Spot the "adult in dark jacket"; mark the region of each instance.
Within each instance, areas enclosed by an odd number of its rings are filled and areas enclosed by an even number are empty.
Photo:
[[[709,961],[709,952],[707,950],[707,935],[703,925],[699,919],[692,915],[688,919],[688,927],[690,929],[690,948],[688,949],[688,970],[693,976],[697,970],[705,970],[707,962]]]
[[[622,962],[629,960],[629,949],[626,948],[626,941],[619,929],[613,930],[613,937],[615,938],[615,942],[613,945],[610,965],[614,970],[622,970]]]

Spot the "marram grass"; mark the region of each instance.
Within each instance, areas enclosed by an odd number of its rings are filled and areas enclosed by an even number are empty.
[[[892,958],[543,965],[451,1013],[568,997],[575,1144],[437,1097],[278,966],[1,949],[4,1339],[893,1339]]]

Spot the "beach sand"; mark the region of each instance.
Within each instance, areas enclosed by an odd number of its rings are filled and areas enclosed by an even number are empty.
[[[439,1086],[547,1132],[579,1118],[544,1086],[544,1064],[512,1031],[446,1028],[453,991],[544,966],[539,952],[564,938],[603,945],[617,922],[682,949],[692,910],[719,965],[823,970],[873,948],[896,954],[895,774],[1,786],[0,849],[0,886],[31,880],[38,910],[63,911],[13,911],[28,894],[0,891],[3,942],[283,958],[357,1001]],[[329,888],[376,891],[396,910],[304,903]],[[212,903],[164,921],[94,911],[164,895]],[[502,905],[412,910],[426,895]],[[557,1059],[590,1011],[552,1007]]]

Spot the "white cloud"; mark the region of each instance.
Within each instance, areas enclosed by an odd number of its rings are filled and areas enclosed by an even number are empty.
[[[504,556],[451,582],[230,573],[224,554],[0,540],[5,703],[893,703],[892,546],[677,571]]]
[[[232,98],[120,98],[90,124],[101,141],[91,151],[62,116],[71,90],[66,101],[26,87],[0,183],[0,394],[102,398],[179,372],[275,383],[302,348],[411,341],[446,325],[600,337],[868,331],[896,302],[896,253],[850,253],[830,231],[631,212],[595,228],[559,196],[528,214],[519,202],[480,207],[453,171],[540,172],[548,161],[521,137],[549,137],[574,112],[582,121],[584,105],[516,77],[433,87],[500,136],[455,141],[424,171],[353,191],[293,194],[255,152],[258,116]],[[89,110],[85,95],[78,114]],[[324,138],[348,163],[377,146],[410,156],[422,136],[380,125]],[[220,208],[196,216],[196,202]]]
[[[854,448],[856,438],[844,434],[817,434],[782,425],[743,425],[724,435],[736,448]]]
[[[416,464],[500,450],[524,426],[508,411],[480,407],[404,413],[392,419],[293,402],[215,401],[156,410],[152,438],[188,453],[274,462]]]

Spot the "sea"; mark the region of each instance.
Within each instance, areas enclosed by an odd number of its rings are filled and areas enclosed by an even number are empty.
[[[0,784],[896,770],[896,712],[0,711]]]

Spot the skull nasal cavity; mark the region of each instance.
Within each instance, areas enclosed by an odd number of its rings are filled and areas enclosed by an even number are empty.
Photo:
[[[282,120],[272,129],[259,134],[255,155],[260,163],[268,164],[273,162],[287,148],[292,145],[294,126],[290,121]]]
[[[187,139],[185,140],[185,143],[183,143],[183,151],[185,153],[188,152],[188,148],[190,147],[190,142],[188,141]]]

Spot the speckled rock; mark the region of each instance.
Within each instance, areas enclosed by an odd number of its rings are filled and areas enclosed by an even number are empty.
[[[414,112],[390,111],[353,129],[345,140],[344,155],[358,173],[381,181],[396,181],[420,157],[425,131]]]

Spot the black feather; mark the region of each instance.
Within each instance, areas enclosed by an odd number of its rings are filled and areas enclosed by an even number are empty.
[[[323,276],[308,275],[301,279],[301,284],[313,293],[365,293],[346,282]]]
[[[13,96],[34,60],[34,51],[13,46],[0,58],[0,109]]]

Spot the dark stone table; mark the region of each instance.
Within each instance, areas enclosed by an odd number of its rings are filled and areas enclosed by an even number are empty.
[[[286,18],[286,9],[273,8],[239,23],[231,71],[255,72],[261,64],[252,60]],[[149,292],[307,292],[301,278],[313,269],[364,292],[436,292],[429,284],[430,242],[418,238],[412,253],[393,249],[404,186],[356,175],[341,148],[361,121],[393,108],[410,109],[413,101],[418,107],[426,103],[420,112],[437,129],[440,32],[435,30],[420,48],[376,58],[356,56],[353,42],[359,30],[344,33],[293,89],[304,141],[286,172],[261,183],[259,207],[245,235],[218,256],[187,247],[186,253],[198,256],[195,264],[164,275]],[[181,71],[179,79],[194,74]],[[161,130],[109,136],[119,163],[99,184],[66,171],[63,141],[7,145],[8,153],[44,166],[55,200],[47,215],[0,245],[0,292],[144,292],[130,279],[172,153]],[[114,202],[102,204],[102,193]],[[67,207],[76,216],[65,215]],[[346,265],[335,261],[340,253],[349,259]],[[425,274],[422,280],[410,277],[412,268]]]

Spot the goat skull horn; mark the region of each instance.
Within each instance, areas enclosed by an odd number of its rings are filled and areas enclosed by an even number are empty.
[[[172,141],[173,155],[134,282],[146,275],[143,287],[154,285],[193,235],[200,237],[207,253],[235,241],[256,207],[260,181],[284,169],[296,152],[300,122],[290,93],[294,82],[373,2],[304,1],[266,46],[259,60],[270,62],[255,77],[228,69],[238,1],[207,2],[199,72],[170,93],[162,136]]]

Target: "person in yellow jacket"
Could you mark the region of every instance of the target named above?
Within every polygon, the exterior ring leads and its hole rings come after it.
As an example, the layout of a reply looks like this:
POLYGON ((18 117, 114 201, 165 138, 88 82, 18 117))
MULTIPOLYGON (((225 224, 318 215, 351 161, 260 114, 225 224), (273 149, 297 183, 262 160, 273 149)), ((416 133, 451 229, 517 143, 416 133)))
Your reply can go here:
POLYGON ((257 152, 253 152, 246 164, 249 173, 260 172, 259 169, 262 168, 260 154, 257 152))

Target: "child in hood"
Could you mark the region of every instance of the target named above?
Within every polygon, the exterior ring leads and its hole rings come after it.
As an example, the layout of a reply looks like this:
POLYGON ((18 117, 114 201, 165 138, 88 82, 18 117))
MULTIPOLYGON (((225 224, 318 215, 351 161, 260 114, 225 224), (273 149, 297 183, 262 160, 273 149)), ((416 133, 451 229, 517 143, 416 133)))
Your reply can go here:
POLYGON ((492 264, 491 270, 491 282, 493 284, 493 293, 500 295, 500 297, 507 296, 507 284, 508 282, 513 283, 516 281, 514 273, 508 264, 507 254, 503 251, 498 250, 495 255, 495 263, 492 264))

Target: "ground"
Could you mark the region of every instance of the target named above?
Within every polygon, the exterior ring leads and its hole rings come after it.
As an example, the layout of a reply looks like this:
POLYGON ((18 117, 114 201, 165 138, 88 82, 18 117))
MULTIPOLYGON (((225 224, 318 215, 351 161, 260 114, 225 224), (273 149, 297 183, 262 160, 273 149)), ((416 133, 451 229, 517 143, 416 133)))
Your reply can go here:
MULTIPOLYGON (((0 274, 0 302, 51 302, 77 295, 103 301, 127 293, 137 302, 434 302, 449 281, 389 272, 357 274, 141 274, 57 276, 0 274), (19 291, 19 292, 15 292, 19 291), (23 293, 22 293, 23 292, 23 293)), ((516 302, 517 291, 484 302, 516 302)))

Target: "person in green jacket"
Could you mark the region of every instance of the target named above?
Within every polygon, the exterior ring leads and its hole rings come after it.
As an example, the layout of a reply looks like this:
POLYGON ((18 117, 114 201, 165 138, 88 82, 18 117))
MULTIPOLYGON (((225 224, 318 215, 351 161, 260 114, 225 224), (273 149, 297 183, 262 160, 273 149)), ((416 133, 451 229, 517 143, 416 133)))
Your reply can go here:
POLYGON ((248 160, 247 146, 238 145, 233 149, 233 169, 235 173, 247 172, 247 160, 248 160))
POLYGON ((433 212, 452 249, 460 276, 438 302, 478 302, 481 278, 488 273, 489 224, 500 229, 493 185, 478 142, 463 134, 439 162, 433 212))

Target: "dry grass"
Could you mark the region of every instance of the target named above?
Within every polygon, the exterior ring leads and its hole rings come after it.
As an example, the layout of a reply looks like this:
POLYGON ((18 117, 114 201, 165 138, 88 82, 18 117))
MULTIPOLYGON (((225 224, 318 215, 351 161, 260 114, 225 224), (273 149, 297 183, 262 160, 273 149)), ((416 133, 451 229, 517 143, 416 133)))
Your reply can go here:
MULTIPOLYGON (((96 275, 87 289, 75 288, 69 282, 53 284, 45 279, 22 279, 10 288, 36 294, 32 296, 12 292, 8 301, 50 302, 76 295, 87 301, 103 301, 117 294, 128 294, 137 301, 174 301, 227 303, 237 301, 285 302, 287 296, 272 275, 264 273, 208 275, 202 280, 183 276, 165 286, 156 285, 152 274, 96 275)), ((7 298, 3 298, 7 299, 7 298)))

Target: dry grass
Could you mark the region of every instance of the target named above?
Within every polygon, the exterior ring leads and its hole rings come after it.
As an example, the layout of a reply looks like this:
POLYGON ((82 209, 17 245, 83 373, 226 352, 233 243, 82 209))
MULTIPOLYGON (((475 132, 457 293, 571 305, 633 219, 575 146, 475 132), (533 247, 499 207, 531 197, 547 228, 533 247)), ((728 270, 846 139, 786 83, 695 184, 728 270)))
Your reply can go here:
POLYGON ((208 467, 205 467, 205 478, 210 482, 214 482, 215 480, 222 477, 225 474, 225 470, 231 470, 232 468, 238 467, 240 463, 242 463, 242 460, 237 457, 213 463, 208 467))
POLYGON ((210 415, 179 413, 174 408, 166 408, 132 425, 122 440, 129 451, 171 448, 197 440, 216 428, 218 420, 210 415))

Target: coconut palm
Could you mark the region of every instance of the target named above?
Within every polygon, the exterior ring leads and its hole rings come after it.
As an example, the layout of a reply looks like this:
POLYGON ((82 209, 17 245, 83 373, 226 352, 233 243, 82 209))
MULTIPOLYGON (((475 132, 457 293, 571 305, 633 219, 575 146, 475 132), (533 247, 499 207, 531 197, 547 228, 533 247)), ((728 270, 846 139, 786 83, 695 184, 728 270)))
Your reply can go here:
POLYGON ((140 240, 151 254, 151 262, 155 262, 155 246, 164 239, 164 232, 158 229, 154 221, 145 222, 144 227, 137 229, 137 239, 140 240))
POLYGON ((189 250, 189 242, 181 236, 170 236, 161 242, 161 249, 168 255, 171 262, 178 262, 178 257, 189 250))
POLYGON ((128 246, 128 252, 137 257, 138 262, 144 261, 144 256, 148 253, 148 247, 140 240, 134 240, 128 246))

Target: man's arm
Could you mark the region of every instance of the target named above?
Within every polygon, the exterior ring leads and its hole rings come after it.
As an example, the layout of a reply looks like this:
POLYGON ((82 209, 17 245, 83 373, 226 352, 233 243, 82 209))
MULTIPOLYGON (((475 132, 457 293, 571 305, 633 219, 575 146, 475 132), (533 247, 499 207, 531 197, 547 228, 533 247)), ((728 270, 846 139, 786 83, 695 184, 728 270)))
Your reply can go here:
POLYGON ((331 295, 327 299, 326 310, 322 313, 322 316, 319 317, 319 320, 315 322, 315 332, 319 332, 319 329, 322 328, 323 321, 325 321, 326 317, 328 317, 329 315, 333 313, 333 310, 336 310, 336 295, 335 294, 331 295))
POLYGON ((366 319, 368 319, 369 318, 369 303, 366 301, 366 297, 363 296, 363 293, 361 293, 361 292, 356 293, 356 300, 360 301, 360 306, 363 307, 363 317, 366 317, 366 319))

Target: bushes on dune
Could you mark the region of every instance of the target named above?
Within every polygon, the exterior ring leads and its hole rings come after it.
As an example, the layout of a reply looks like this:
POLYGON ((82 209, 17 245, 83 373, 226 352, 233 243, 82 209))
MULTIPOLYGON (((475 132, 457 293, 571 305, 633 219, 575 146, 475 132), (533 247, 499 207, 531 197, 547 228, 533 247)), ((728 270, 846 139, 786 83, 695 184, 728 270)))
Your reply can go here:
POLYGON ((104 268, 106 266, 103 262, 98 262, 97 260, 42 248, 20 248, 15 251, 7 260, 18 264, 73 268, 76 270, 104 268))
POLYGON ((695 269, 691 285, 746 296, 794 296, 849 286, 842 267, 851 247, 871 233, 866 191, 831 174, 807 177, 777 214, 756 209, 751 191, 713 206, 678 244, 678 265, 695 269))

- _WHAT TO PRODUCE_
Repeat the line containing "Target: bushes on dune" and all subsequent lines through the final line of the data, exactly and with no others.

- _EXPECTED OUTPUT_
Target: bushes on dune
Could you mark the region of every instance of the target named above?
Within every polygon, the exterior ring leads and its hole rings come after it.
As an example, the layout of a reply looks like this:
POLYGON ((82 209, 17 245, 83 373, 226 352, 233 243, 82 209))
MULTIPOLYGON (((475 132, 457 293, 571 305, 633 219, 575 146, 475 132), (533 247, 499 207, 531 197, 547 228, 533 247)), ((728 270, 846 139, 786 83, 695 184, 728 270)))
Your reply can go here:
POLYGON ((104 268, 106 266, 103 262, 98 262, 97 260, 42 248, 20 248, 15 251, 7 260, 18 264, 73 268, 76 270, 104 268))
POLYGON ((695 269, 691 285, 746 296, 794 296, 849 286, 842 267, 851 247, 871 233, 866 191, 831 174, 807 177, 777 214, 756 209, 751 191, 713 206, 678 244, 678 265, 695 269))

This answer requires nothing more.